(Contour labeling entries)
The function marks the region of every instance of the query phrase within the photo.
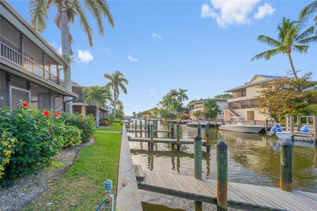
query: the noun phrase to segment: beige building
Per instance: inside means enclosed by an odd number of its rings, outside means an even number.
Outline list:
[[[260,90],[259,84],[271,81],[277,76],[255,75],[247,83],[224,91],[232,92],[232,96],[228,100],[228,106],[224,110],[224,119],[232,116],[248,116],[248,119],[264,121],[267,117],[259,113],[258,103],[256,102],[257,92]]]
[[[224,112],[225,109],[228,107],[228,103],[227,101],[224,100],[218,100],[215,99],[217,102],[217,104],[219,106],[219,108],[221,110],[221,113],[218,114],[217,118],[223,119],[224,117]],[[189,104],[188,108],[189,109],[189,118],[193,118],[194,116],[192,115],[194,112],[195,113],[198,111],[204,111],[204,103],[206,102],[207,99],[196,101],[192,103]]]

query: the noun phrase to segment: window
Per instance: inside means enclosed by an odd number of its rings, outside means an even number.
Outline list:
[[[31,84],[31,102],[40,109],[52,108],[51,97],[48,89],[33,83]]]
[[[11,96],[10,107],[12,110],[16,110],[16,105],[20,104],[21,101],[30,101],[30,95],[29,90],[12,85],[10,86],[10,96]]]

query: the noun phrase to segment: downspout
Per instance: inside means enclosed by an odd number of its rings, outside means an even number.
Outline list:
[[[64,102],[64,106],[63,106],[63,110],[64,111],[66,111],[66,103],[68,102],[70,102],[70,101],[74,101],[76,98],[77,98],[76,97],[74,97],[74,98],[72,99],[71,99],[70,100],[65,100]]]

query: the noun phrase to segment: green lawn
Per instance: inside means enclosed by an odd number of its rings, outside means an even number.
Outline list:
[[[95,210],[105,198],[104,182],[107,179],[113,181],[113,191],[115,194],[121,135],[96,132],[94,136],[96,142],[82,149],[68,171],[54,186],[31,201],[25,209]],[[47,205],[49,202],[53,205]],[[110,204],[107,202],[107,208],[101,210],[110,210]]]
[[[112,131],[120,132],[121,131],[122,125],[120,125],[120,123],[114,123],[110,127],[98,128],[97,130],[100,131]]]

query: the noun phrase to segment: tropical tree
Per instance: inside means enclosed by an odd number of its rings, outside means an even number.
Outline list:
[[[187,95],[185,92],[188,91],[187,89],[183,89],[180,88],[178,88],[178,94],[177,96],[177,99],[179,101],[181,104],[183,101],[185,100],[188,100],[188,97],[187,96]]]
[[[216,100],[210,98],[204,102],[204,110],[206,116],[209,118],[216,118],[218,114],[221,114],[222,112]]]
[[[305,26],[305,24],[302,22],[291,20],[283,17],[282,22],[278,24],[276,28],[278,33],[277,40],[262,35],[257,38],[259,42],[266,43],[274,48],[256,55],[251,61],[262,58],[268,60],[271,57],[281,53],[286,54],[289,60],[293,75],[295,78],[298,78],[291,53],[294,51],[300,53],[306,53],[309,47],[308,44],[317,42],[317,36],[311,36],[314,32],[315,26],[311,26],[301,32]]]
[[[69,23],[74,23],[75,16],[78,17],[79,24],[87,35],[89,44],[92,47],[93,45],[93,31],[88,22],[82,5],[79,0],[30,1],[29,8],[30,10],[31,23],[35,30],[42,32],[46,28],[48,14],[52,3],[53,5],[57,9],[57,14],[54,22],[57,28],[61,30],[62,56],[67,61],[70,63],[71,61],[70,56],[73,54],[71,44],[74,43],[74,40],[69,33]],[[114,22],[112,15],[105,0],[85,1],[85,5],[96,20],[99,34],[103,35],[105,33],[103,17],[107,18],[109,23],[113,28],[114,27]],[[63,72],[65,88],[71,91],[70,65],[64,69]],[[70,97],[66,97],[67,100],[71,99]],[[66,103],[66,109],[70,113],[72,112],[71,101]]]
[[[300,13],[298,20],[301,22],[306,20],[313,16],[314,13],[316,15],[313,17],[314,21],[316,25],[317,24],[317,1],[313,2],[303,8]]]
[[[170,90],[170,92],[168,93],[168,94],[175,99],[176,99],[176,98],[178,95],[178,92],[177,91],[177,89],[171,89]]]
[[[112,95],[111,92],[105,86],[93,86],[84,88],[82,89],[83,98],[85,102],[88,105],[92,100],[96,101],[96,127],[99,127],[99,108],[103,107],[107,103],[107,100],[111,101]]]
[[[112,74],[105,73],[105,78],[110,81],[106,86],[113,91],[113,116],[115,118],[117,101],[120,94],[119,89],[121,89],[124,94],[127,94],[127,91],[124,84],[128,84],[129,81],[125,78],[123,73],[118,70]]]

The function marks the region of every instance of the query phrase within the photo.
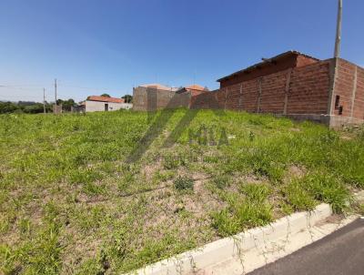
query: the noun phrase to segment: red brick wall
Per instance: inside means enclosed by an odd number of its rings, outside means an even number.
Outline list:
[[[358,66],[353,117],[364,119],[364,68]]]
[[[288,114],[328,114],[329,61],[320,61],[292,71]]]
[[[299,67],[227,86],[213,92],[214,97],[207,94],[193,97],[191,107],[211,106],[213,108],[283,114],[286,91],[288,91],[288,114],[321,115],[328,113],[329,90],[329,61],[311,62],[307,66],[301,63]]]
[[[343,109],[341,117],[351,117],[352,114],[354,118],[364,119],[364,68],[338,59],[332,115],[339,116],[334,106],[336,96],[339,96],[339,105]]]

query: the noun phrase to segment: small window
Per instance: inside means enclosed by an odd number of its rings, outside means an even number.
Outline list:
[[[340,96],[336,96],[335,98],[335,109],[338,110],[340,105]]]
[[[344,107],[342,106],[340,106],[339,107],[339,115],[341,116],[342,115],[342,111],[343,111]]]

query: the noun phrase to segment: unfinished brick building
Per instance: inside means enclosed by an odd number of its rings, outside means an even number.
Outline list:
[[[225,108],[308,119],[333,127],[364,122],[364,68],[289,51],[217,80],[191,108]]]

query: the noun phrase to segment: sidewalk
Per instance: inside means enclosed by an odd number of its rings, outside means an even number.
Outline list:
[[[332,234],[248,273],[265,274],[364,274],[364,219],[356,219]]]

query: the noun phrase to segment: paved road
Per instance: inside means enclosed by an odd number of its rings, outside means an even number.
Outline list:
[[[364,275],[364,219],[248,275]]]

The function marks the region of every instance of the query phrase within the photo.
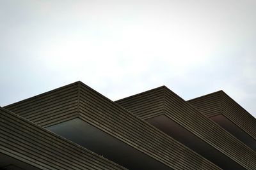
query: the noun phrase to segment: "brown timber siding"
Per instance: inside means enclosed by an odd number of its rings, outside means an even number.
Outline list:
[[[140,116],[140,113],[145,113],[148,110],[148,105],[143,104],[145,99],[150,101],[148,96],[152,96],[153,99],[155,94],[161,91],[160,89],[164,91],[163,115],[182,125],[246,169],[255,169],[256,153],[254,151],[165,87],[126,97],[116,103],[128,110],[140,106],[140,109],[133,110],[134,113],[132,113]],[[221,103],[220,100],[216,100],[213,105],[220,106]],[[211,113],[207,112],[207,114],[212,115],[221,111],[219,108],[205,107],[205,109]],[[145,118],[147,118],[147,116],[142,117],[143,119]]]
[[[112,135],[173,169],[221,169],[193,150],[83,83],[79,81],[66,86],[63,89],[71,90],[72,88],[69,89],[71,86],[74,86],[74,88],[78,88],[77,113],[79,117],[84,121]],[[54,94],[52,97],[51,97],[51,92]],[[29,113],[31,110],[35,113],[38,113],[42,110],[45,110],[45,107],[46,107],[48,113],[47,114],[47,122],[50,122],[50,125],[52,125],[49,113],[54,113],[55,109],[51,109],[51,103],[45,105],[40,104],[40,100],[42,100],[43,103],[47,101],[44,99],[45,94],[47,97],[52,99],[52,102],[55,102],[54,96],[61,95],[62,89],[59,89],[51,92],[31,97],[25,101],[18,103],[17,104],[8,106],[6,108],[11,108],[12,110],[19,111],[19,113],[20,113],[20,110],[22,110],[24,113],[31,115]],[[56,94],[58,95],[56,95]],[[36,107],[33,107],[33,103],[38,104]],[[66,103],[61,101],[60,105],[66,106]],[[65,110],[61,110],[58,114],[65,114]],[[38,113],[38,115],[40,114]],[[33,117],[34,116],[31,115],[28,119]],[[60,118],[60,120],[61,120],[61,117]],[[40,118],[36,120],[36,122],[40,124]],[[42,125],[45,127],[49,126],[47,123]]]
[[[2,108],[0,153],[41,169],[125,169]]]
[[[219,104],[214,104],[217,101]],[[220,114],[225,116],[256,139],[256,119],[223,91],[209,94],[188,102],[208,117]]]

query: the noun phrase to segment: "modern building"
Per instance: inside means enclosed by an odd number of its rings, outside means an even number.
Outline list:
[[[0,169],[256,169],[256,120],[224,92],[112,101],[81,81],[0,108]]]

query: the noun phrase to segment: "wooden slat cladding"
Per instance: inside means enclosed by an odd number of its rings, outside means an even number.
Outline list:
[[[2,108],[0,153],[40,169],[125,169]]]
[[[256,139],[256,119],[227,94],[222,96],[223,115]]]
[[[193,104],[196,103],[196,109],[168,88],[163,87],[161,89],[164,92],[163,103],[164,103],[164,114],[165,115],[244,168],[255,169],[256,167],[256,153],[198,111],[205,111],[204,113],[207,113],[205,114],[207,116],[215,115],[221,113],[222,102],[219,92],[214,94],[213,96],[206,96],[206,97],[210,99],[209,101],[203,104],[200,101],[198,103],[193,101]],[[159,88],[157,88],[156,91],[161,90]],[[140,97],[131,96],[117,102],[129,110],[129,108],[134,107],[134,104],[139,106],[141,103],[140,100],[145,100],[143,96],[146,96],[145,98],[147,98],[147,96],[154,96],[152,94],[154,93],[153,89],[134,96],[140,96]],[[134,101],[132,101],[133,100]],[[148,99],[149,101],[150,99]],[[154,104],[152,104],[154,105]],[[212,105],[214,107],[211,108]],[[140,112],[146,112],[143,110],[143,107],[140,108],[141,110],[137,110],[136,113],[139,117]],[[145,117],[147,117],[147,116],[144,115],[143,117],[141,118],[145,119]]]
[[[56,89],[4,108],[41,126],[77,117],[78,82]]]
[[[81,83],[82,120],[173,169],[221,169],[149,124]]]
[[[247,169],[255,169],[255,152],[169,89],[165,96],[165,113],[170,118]]]
[[[217,101],[220,104],[214,104]],[[228,118],[256,139],[256,119],[223,91],[209,94],[188,102],[207,117],[213,115],[211,111],[220,110],[218,114]]]
[[[164,114],[164,92],[163,89],[159,87],[115,103],[145,120]]]
[[[187,101],[207,117],[222,113],[222,92],[216,92]]]

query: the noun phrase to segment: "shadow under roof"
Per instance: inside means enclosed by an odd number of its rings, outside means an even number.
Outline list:
[[[256,167],[255,152],[164,86],[116,103],[224,169]]]
[[[93,141],[99,139],[113,141],[116,145],[114,147],[121,145],[119,148],[116,147],[111,155],[109,151],[104,153],[104,146],[108,147],[109,143],[106,141],[101,143],[102,150],[95,152],[100,155],[106,155],[107,158],[117,154],[119,149],[120,151],[125,150],[127,147],[129,147],[131,155],[143,155],[142,159],[139,159],[141,161],[140,167],[129,165],[128,162],[121,164],[128,168],[131,166],[133,169],[146,169],[149,164],[147,160],[154,160],[152,162],[160,164],[163,168],[164,167],[164,169],[221,169],[80,81],[5,108],[35,124],[79,143],[84,147],[97,150],[97,147],[93,146]],[[68,124],[76,125],[70,126]],[[64,129],[61,129],[61,126]],[[80,133],[72,135],[70,133],[76,132],[76,128],[78,128]],[[90,133],[86,130],[96,133]],[[95,141],[88,142],[79,139],[80,134],[91,135],[84,138],[92,137]],[[126,153],[123,152],[123,154]],[[138,157],[133,159],[136,161]],[[117,163],[122,163],[124,160],[120,159],[115,160]],[[129,160],[127,159],[127,161]],[[141,167],[141,166],[144,167]]]
[[[223,91],[188,102],[256,151],[256,119]]]
[[[0,168],[125,169],[2,108],[0,143]]]

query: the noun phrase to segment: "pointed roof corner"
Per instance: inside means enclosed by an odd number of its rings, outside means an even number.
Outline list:
[[[79,83],[76,81],[4,108],[43,127],[67,121],[78,116]]]
[[[144,119],[164,114],[164,91],[161,86],[115,101],[133,114]]]

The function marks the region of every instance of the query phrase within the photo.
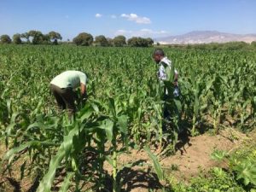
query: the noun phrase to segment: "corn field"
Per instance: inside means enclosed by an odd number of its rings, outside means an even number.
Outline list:
[[[165,49],[179,73],[181,96],[169,107],[173,115],[162,131],[161,89],[153,48],[84,48],[74,46],[0,46],[0,131],[8,149],[5,172],[22,160],[20,177],[40,176],[38,192],[79,191],[79,181],[106,188],[103,163],[113,167],[111,190],[119,191],[119,155],[134,144],[145,148],[159,179],[163,178],[150,146],[178,134],[196,136],[207,130],[234,127],[249,131],[256,125],[256,54],[239,50]],[[73,120],[55,108],[49,82],[66,70],[88,76],[89,99],[78,105]],[[171,89],[171,88],[170,88]],[[161,148],[165,150],[165,148]],[[94,166],[84,161],[87,151]],[[4,166],[3,166],[4,165]],[[132,165],[126,165],[126,166]],[[90,169],[93,177],[85,176]],[[107,190],[107,189],[106,189]]]

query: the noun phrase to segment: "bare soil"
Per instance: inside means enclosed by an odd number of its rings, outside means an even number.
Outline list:
[[[166,175],[172,175],[177,179],[189,180],[201,172],[207,172],[213,166],[224,166],[211,160],[214,149],[230,151],[237,148],[244,139],[248,137],[233,129],[221,131],[219,135],[211,136],[207,133],[195,137],[184,136],[177,144],[177,152],[172,155],[163,155],[160,150],[152,149],[160,160]],[[164,149],[164,148],[162,148]],[[0,159],[6,152],[4,144],[0,145]],[[24,161],[24,160],[23,160]],[[17,161],[11,174],[6,172],[0,175],[0,192],[32,192],[35,191],[38,181],[30,176],[20,179],[20,168],[23,161]],[[133,164],[131,167],[123,168],[118,174],[122,191],[143,192],[148,189],[161,191],[163,184],[154,173],[153,162],[143,149],[132,149],[130,154],[122,154],[118,158],[119,168]],[[112,175],[112,166],[106,161],[104,170]],[[84,191],[90,183],[85,183]],[[83,188],[84,189],[84,188]]]

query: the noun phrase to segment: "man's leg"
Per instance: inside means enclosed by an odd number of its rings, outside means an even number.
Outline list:
[[[76,99],[76,94],[73,91],[72,88],[66,88],[63,90],[61,97],[66,103],[68,116],[71,118],[72,116],[74,115],[75,109],[76,109],[74,104]]]
[[[61,97],[62,90],[55,84],[50,84],[50,90],[53,93],[54,96],[55,97],[59,109],[60,110],[65,109],[66,103]]]

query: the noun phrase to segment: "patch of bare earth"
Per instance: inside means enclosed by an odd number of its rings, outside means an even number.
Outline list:
[[[214,149],[230,151],[238,147],[243,139],[247,138],[244,134],[233,129],[221,131],[219,135],[200,135],[195,137],[181,138],[177,143],[177,150],[174,155],[162,156],[159,150],[153,151],[158,155],[160,163],[166,175],[174,175],[177,179],[189,180],[198,175],[201,172],[207,172],[213,166],[224,166],[211,159]],[[119,165],[127,163],[143,162],[143,166],[133,166],[122,171],[122,189],[124,191],[146,192],[149,189],[161,191],[156,174],[152,167],[152,161],[148,154],[143,150],[131,150],[119,157]],[[175,167],[175,168],[173,168]],[[104,169],[109,175],[112,174],[112,166],[105,163]],[[175,169],[175,171],[173,171]],[[126,171],[126,172],[125,172]]]

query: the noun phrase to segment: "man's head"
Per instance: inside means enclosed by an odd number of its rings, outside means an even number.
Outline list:
[[[155,49],[153,52],[153,59],[159,63],[165,57],[165,52],[162,49]]]

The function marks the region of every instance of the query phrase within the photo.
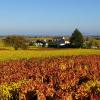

THE PROBLEM:
Which lines in the entries contain the string "building"? Select each of them and copy it out.

ANSWER TO THE PROBLEM:
query: the noun phrase to segment: beige building
query: the noun phrase to segment: unfinished brick building
query: the noun phrase to segment: "modern building"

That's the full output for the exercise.